▶ **Your objective**
An identical copy of every entry below is the required output.

Point localization data
=====
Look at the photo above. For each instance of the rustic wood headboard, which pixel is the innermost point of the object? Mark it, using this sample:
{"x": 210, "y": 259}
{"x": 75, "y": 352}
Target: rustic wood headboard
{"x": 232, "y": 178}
=====
▶ **Task response**
Look at the photo above. For each instance of the rustic wood headboard, which pixel is the innermost point of the object? Mark it, using this sample:
{"x": 210, "y": 259}
{"x": 75, "y": 352}
Target: rustic wood headboard
{"x": 232, "y": 178}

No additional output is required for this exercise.